**Problem details**.
Copy the entire listing below line for line without altering anything, and omit the pictures from your copy.

**Coordinate labeling data**.
________________
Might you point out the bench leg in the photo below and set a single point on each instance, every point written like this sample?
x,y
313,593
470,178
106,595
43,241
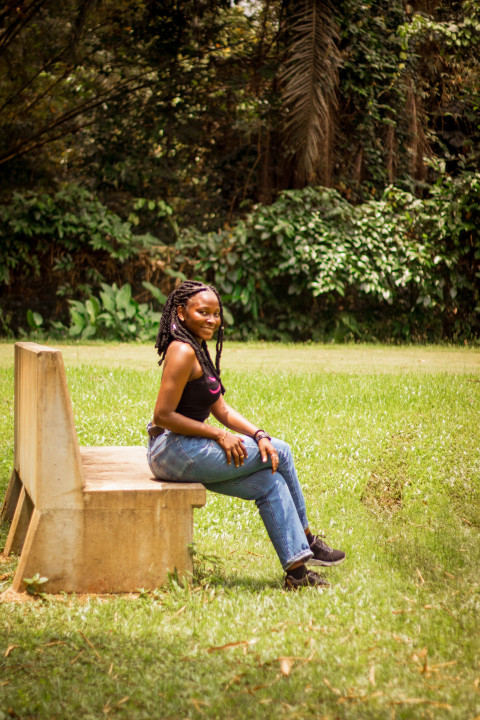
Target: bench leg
x,y
20,523
11,498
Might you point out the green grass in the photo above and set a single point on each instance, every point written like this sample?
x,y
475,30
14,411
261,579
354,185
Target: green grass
x,y
387,444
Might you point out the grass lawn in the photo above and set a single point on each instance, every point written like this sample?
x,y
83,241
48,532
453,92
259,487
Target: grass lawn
x,y
387,445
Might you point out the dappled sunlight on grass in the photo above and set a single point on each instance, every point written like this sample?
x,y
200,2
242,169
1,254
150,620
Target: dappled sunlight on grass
x,y
390,465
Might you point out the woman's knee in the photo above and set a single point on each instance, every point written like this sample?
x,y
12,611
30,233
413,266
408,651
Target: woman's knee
x,y
282,448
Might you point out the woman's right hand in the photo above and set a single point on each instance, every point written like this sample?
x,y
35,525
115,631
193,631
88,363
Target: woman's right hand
x,y
234,447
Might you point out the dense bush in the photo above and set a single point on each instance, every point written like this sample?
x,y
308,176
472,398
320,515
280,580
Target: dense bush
x,y
314,266
61,246
310,266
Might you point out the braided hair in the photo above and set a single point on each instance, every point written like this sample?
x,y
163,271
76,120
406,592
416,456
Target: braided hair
x,y
171,328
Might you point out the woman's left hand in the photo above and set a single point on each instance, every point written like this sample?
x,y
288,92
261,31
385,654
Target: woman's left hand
x,y
266,449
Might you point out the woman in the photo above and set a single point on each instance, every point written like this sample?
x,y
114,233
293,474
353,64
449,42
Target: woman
x,y
250,465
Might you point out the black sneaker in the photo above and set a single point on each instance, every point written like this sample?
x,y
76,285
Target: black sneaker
x,y
323,555
309,579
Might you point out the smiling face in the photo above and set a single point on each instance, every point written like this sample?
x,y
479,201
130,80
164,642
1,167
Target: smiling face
x,y
201,315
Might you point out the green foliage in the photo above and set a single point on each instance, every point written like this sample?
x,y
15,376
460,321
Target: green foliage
x,y
61,225
313,265
115,316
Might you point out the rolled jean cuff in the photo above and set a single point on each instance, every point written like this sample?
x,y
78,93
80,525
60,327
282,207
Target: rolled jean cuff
x,y
304,555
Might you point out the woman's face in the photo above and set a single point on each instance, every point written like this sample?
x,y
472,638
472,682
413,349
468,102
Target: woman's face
x,y
201,314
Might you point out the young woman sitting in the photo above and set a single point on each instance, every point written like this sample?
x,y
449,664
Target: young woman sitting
x,y
240,459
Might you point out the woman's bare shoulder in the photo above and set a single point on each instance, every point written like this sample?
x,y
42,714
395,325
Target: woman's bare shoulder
x,y
179,353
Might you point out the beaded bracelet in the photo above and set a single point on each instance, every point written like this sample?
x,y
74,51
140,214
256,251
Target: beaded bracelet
x,y
260,435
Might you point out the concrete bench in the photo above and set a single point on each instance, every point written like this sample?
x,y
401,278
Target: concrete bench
x,y
89,519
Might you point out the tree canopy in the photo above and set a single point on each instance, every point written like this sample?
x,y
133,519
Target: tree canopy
x,y
204,108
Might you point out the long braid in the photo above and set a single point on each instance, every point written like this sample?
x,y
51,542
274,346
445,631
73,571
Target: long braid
x,y
172,329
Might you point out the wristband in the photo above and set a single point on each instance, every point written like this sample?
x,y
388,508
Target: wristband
x,y
260,435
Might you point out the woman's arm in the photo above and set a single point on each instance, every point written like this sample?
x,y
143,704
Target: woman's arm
x,y
233,420
180,367
180,362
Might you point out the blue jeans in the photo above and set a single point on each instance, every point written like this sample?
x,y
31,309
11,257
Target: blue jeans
x,y
278,496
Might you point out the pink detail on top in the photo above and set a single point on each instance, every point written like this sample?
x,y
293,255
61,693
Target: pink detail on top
x,y
215,390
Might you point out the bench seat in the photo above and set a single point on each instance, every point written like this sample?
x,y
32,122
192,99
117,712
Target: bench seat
x,y
90,519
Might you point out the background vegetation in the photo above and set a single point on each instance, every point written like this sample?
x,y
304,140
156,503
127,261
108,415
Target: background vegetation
x,y
387,446
317,160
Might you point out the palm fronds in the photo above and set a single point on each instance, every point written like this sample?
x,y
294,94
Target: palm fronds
x,y
309,80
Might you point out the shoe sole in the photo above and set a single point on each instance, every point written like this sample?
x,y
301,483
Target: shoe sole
x,y
323,563
289,586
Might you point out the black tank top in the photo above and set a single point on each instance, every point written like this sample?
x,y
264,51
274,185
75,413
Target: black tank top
x,y
198,397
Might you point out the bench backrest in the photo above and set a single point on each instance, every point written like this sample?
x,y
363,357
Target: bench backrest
x,y
47,456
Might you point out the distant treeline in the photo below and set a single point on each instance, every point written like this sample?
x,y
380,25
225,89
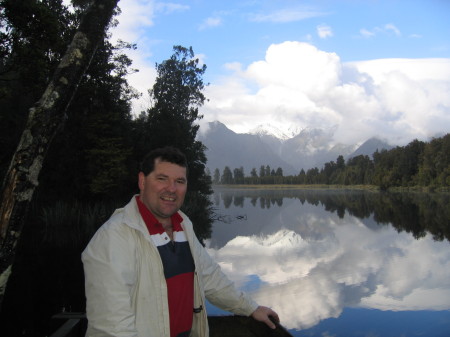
________________
**Finished exercise**.
Might you point out the bench leg in the photo below and set a single point on each instance, every point written like this sample?
x,y
313,593
470,178
106,595
43,241
Target: bench leg
x,y
20,523
11,498
Might you point out the green grass in the photo above and set a single point on each instance, every point written like this sample?
x,y
475,30
14,411
261,579
354,185
Target: green grass
x,y
387,444
Might you point out the grass lawn in the photo above and set a single point on each instance, every point written like this sample?
x,y
83,241
48,532
453,92
259,487
Target: grass lawn
x,y
387,445
Might you point out the dappled sunlight on grass in the photo above and set a single point on each instance, every point written like this sample?
x,y
200,2
242,169
1,254
150,620
Target: dappled sunlight on grass
x,y
390,465
Might you point out the woman's knee in the photo above and set a single point on each instance, every point written like this sample?
x,y
12,611
30,233
413,266
408,651
Target: woman's knee
x,y
282,448
Might you point out the woman's right hand in the photo above and set a single point on each instance, every point written like this sample?
x,y
35,525
115,631
193,631
88,363
Target: woman's right hand
x,y
234,447
Might you point out the dense bush in the photo above and set a single point on each instance, every point written like this sample?
x,y
308,176
472,398
320,515
280,580
Target: dense bush
x,y
314,266
61,246
310,266
Might you point out the braided hair in the photo above and set a single point on each instance, every point written like this sample?
x,y
163,271
76,120
406,592
416,456
Target: braided hair
x,y
171,328
Might you point out the woman's left hand in the photo above and set a single point on each instance, every point written like this sample?
x,y
288,92
261,31
385,654
Target: woman's left hand
x,y
266,449
Might you point out the woman in the photo above and set a single point on each instance, every point written like this sample?
x,y
114,233
293,474
353,64
449,42
Target: woman
x,y
250,465
Might you point out the black sneaker in the photo above and set a single point on each instance, every point written like this sample?
x,y
76,285
Target: black sneaker
x,y
323,555
309,579
Might you point out the smiling face in the photo above and set a single point on each instance, every point written like this sample?
x,y
479,201
130,80
164,642
1,167
Target: smiling face
x,y
201,315
Might you point out the green foliage in the photo above and set a single point on each instance, every point written like this sample?
x,y
15,376
460,321
Target: green foliage
x,y
61,225
313,265
115,316
Might you point out the rolled jean cuff in the photo above and set a single point on each instance, every point written like this sample?
x,y
78,93
80,525
60,327
282,207
Target: rolled jean cuff
x,y
304,555
Might you point out the woman's face in the photo above and set a single point on each instance, every point written like this sample?
x,y
472,638
472,682
413,349
468,102
Target: woman's face
x,y
201,314
Might you point out the young woman sitting in the photo above and set a single point on each instance, every point written like this sample?
x,y
449,664
Target: young woman sitting
x,y
240,459
Might you point out the woman's bare shoulder in the photo above and set a single point on each instance, every point written like this sample?
x,y
42,714
395,325
Target: woman's bare shoulder
x,y
179,353
Might you point out the beaded bracelet in the photo above and set a single point on each instance, every point written like this sample?
x,y
74,51
140,214
256,251
Target: beaded bracelet
x,y
260,435
Might you point out the concrete bench in the photo above and set a single point on each instance, every point written like this sample?
x,y
401,278
Target: concrete bench
x,y
89,519
Might you point out the tree canopy in the photo above and set a single point on each instance, every point written like this sample?
x,y
133,519
Target: tree canopy
x,y
204,108
Might you point out the long braid in the photo above and set a single point on each instance, every point written like this sample?
x,y
51,542
274,346
445,631
73,571
Target: long braid
x,y
172,329
Might you point out the wristband in the photo above and set a single point on each instance, every point written like this sample?
x,y
388,508
Target: wristband
x,y
260,435
Might you point out the woman's arm in the photo above and set a single point on each instance, every point written like this sample?
x,y
143,704
Target: woman's arm
x,y
233,420
180,367
180,362
Might you point out the blue jeans in the photo above and set a single point on each instance, every point written like this sample?
x,y
31,309
11,257
Target: blue jeans
x,y
278,496
Might you point out the pink detail on top in the photo above and set a single point on each instance, every point written like this sample?
x,y
293,255
61,693
Target: pink detail on top
x,y
215,390
Might you point out the bench seat in the photo above and set a single point on each instance, every point written like this sample?
x,y
32,122
192,99
117,712
Target: bench seat
x,y
90,519
Might you point out the background vegetation in the photo above and set a single point on each instance, every point written like this sample?
x,y
304,140
156,503
127,261
108,415
Target: background vegetation
x,y
387,446
317,160
Might you point out the palm fronds in the photo above and set a single point on each instance, every point written like this sample?
x,y
294,94
Target: palm fronds
x,y
309,80
Might you point out the shoe sole in the photo above and set a single point on each instance, every point written like this sample?
x,y
301,483
Target: shoe sole
x,y
323,563
289,586
Might you point out the black tank top in the photo above and set a single point on each instance, every point written like this sample?
x,y
264,51
274,185
75,413
Target: black tank top
x,y
198,397
Might you point out the bench backrest in the photo above and set a single point on each instance, every point written like this sample?
x,y
363,357
Target: bench backrest
x,y
47,456
Might you point out the distant treeline in the photo below and set a single point on each instance, every point written like this sample?
x,y
380,25
225,89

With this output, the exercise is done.